[[ Records open ]]
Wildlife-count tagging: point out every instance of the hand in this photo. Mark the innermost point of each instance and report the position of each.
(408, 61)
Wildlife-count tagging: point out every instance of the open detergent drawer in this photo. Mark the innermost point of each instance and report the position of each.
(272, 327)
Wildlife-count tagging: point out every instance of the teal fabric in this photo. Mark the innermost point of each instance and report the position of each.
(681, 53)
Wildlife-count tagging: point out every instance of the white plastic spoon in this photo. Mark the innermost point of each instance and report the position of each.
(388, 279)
[[ Records closed ]]
**Problem to work on**. Transcribe exactly, please, the lines from the one with "Wildlife-count tagging: point out every instance of the open" to the last line of the entries above, ends included.

**Your response**.
Wildlife-count tagging: point out every instance of the open detergent drawer in this photo. Mark the innermost point of each instance and report the position of each.
(272, 327)
Wildlife-count tagging: point out every instance of the teal fabric in this photo. Mark the innermost point of each instance and report the position of each.
(681, 53)
Wildlife-count tagging: point out every instance of the white plastic spoon in this photo. Mark the innermost point of each instance and report the position of each.
(388, 279)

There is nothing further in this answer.